┌──

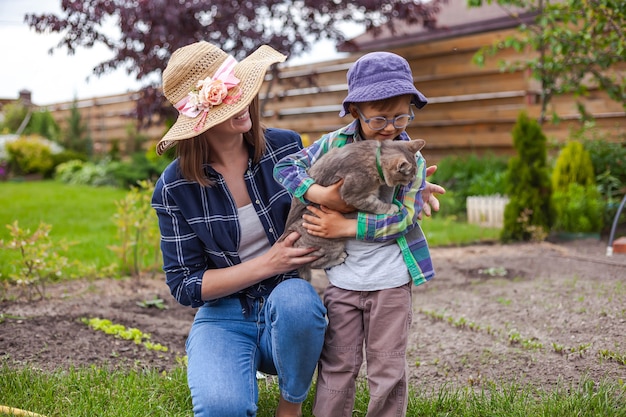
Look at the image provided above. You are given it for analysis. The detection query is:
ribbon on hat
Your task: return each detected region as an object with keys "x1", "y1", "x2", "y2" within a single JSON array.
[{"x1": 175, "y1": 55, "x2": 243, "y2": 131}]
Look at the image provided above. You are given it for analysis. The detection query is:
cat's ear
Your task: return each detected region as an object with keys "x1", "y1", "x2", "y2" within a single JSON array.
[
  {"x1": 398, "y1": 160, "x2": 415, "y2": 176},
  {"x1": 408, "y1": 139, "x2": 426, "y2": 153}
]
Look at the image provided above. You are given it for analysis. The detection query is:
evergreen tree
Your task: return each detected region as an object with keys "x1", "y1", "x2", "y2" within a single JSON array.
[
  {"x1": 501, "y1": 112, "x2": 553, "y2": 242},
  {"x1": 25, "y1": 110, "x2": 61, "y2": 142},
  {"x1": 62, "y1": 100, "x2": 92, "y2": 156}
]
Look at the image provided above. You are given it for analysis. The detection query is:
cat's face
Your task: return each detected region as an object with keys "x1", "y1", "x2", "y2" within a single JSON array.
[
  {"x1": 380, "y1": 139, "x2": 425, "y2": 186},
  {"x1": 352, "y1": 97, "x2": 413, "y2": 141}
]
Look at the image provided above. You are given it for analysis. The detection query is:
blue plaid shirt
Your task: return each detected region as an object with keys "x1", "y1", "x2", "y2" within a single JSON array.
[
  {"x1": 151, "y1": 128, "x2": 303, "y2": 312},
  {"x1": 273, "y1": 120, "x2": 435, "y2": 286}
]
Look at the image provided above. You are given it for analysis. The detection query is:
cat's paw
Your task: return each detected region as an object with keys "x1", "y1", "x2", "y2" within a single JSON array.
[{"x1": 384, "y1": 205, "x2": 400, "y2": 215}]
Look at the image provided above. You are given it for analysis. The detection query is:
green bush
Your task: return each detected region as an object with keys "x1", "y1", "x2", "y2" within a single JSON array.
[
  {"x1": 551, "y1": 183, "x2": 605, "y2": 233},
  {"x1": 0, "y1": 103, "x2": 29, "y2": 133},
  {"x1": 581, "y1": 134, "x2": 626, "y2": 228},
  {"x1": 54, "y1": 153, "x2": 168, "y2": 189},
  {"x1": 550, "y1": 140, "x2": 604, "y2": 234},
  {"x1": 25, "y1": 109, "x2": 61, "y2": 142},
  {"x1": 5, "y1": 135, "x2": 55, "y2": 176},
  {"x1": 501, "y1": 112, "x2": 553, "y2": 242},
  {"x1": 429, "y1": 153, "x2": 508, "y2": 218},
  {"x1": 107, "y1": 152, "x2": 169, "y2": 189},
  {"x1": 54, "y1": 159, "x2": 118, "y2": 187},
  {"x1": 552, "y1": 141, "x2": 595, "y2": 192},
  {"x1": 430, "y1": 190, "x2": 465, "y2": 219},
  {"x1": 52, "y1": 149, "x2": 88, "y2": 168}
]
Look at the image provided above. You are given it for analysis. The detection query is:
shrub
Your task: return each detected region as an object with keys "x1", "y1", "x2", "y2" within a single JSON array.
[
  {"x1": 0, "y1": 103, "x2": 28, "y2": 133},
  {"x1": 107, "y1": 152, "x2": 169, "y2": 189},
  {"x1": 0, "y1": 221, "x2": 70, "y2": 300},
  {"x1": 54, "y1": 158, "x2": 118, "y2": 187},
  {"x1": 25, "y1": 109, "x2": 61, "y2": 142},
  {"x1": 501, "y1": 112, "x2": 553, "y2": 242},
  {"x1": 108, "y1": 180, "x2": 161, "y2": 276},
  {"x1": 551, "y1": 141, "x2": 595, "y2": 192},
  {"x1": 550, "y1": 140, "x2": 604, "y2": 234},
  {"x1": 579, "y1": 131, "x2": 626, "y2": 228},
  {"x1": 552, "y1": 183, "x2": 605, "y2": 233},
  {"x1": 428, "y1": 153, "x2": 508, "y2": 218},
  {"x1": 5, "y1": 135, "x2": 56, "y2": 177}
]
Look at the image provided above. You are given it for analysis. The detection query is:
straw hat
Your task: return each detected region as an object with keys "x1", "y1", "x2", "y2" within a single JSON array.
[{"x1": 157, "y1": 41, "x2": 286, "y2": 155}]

└──

Brief =
Each line of the listing above should be retyped exactly, with no pictures.

Exercise response =
Look at the image provided above. You are given it for analysis. The detection query is:
ribbon on hat
Your task: return each detected region as an object with keys "x1", "y1", "x2", "y2" within a single JSON array.
[{"x1": 175, "y1": 55, "x2": 243, "y2": 131}]
Look at the image provided above. You are given it for analysis. The detection query is:
cat's ear
Your task: return each detected region as an object with keys "x1", "y1", "x2", "y2" within a single JSON array.
[
  {"x1": 398, "y1": 160, "x2": 415, "y2": 176},
  {"x1": 408, "y1": 139, "x2": 426, "y2": 153}
]
Look at the image provided above. You are given it for analysis. The detection query is:
evergreen tree
Your task: return each detected region as an object with keys "x1", "y1", "x2", "y2" within a single JSON array.
[
  {"x1": 501, "y1": 112, "x2": 553, "y2": 242},
  {"x1": 25, "y1": 110, "x2": 61, "y2": 142},
  {"x1": 62, "y1": 100, "x2": 92, "y2": 156}
]
Look at the image provided above. You are given it for analysis. The detection query is:
cat's face
Your task: return each detected region as an object with keys "x1", "y1", "x2", "y2" within a single JSON array.
[
  {"x1": 380, "y1": 139, "x2": 425, "y2": 186},
  {"x1": 352, "y1": 97, "x2": 413, "y2": 141}
]
Look at the image provided above. You are given it for analysis. The detection query is:
blue plaid shirt
Your task: return each detected region as an object with keys "x1", "y1", "x2", "y2" within a single JSON array.
[
  {"x1": 151, "y1": 128, "x2": 303, "y2": 312},
  {"x1": 273, "y1": 120, "x2": 435, "y2": 286}
]
Look at the image provided above. You are given it for analysis. The detection query is:
cat's paw
Your task: return each detected region as an object with keys "x1", "y1", "x2", "y2" within a single JSON array.
[{"x1": 384, "y1": 205, "x2": 400, "y2": 215}]
Look at the image provided above. You are given it for analysis. The detection query is:
green bush
Your task: return each detected region as an object with keys "x1", "y1", "x2", "y2" within a single JSON array.
[
  {"x1": 551, "y1": 183, "x2": 605, "y2": 233},
  {"x1": 0, "y1": 103, "x2": 29, "y2": 133},
  {"x1": 581, "y1": 134, "x2": 626, "y2": 228},
  {"x1": 54, "y1": 153, "x2": 168, "y2": 189},
  {"x1": 550, "y1": 140, "x2": 604, "y2": 234},
  {"x1": 25, "y1": 109, "x2": 61, "y2": 142},
  {"x1": 5, "y1": 135, "x2": 55, "y2": 176},
  {"x1": 501, "y1": 112, "x2": 553, "y2": 242},
  {"x1": 429, "y1": 153, "x2": 508, "y2": 218},
  {"x1": 107, "y1": 152, "x2": 169, "y2": 189},
  {"x1": 54, "y1": 159, "x2": 118, "y2": 187},
  {"x1": 552, "y1": 141, "x2": 595, "y2": 192},
  {"x1": 430, "y1": 190, "x2": 465, "y2": 219},
  {"x1": 52, "y1": 149, "x2": 88, "y2": 168}
]
Look at the image provided above. You are given it for analysis. The detection query is:
shrub
Your task: return each detected region as an object with keys "x1", "y1", "x2", "y2" within a single JSON array.
[
  {"x1": 0, "y1": 103, "x2": 28, "y2": 133},
  {"x1": 107, "y1": 152, "x2": 169, "y2": 189},
  {"x1": 0, "y1": 221, "x2": 70, "y2": 300},
  {"x1": 54, "y1": 158, "x2": 118, "y2": 187},
  {"x1": 25, "y1": 109, "x2": 61, "y2": 142},
  {"x1": 501, "y1": 112, "x2": 553, "y2": 242},
  {"x1": 108, "y1": 180, "x2": 161, "y2": 276},
  {"x1": 551, "y1": 141, "x2": 595, "y2": 192},
  {"x1": 550, "y1": 140, "x2": 604, "y2": 234},
  {"x1": 579, "y1": 131, "x2": 626, "y2": 228},
  {"x1": 552, "y1": 183, "x2": 605, "y2": 233},
  {"x1": 428, "y1": 153, "x2": 508, "y2": 218},
  {"x1": 5, "y1": 135, "x2": 56, "y2": 177}
]
Look at the image provided above. You are given it for analysis. The detection query is:
straw hat
Your task: return each detected region as an object with keys "x1", "y1", "x2", "y2" within a single JSON array.
[{"x1": 157, "y1": 41, "x2": 286, "y2": 155}]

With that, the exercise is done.